What is needed: Can you rewrite the part of the items below that opens with the line containing "Indicate the high-back" and runs through the last item, both ends included? Keep the request lines, and raise every x and y coordinate in the answers by 47.

Location identification items
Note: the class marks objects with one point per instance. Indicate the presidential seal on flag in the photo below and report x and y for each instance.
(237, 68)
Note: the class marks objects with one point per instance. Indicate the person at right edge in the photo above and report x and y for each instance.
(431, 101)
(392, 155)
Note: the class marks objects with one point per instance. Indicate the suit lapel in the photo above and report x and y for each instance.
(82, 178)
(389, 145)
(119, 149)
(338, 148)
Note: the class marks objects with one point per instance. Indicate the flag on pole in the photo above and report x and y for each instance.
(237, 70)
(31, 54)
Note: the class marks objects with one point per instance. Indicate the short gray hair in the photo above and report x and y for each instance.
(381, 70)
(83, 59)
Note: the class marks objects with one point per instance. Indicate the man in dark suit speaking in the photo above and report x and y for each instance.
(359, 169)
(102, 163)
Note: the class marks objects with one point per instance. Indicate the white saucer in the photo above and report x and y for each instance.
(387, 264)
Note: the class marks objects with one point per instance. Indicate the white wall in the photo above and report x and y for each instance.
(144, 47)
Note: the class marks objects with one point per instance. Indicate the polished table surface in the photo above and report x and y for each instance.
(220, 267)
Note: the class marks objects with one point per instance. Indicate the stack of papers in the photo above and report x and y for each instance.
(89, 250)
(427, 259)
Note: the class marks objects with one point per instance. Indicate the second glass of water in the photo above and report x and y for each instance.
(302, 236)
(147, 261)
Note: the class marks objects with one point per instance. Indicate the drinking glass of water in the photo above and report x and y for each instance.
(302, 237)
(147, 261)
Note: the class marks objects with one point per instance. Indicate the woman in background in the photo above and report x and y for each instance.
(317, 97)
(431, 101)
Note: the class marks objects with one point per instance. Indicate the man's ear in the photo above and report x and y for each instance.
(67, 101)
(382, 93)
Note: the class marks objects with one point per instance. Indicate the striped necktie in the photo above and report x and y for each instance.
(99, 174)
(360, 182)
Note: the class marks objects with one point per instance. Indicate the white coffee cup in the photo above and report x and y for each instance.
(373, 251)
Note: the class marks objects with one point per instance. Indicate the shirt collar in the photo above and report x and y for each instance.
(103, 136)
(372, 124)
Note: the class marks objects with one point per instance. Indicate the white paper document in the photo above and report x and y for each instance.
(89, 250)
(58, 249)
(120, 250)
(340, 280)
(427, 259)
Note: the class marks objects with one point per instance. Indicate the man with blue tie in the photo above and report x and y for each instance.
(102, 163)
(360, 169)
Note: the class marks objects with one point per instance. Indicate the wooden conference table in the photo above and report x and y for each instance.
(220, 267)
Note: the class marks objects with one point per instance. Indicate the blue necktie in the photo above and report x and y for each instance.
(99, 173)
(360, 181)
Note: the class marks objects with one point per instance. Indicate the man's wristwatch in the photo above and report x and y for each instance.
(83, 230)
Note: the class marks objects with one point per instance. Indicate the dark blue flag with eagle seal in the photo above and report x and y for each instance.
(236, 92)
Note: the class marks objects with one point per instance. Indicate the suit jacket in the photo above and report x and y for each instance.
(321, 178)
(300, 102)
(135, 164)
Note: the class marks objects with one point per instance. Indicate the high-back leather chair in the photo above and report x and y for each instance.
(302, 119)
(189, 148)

Response to the exercise:
Note: the class marks objects with one point per instance. Indicate the high-back leather chair in the photo above and report x and y for each instance.
(349, 166)
(236, 195)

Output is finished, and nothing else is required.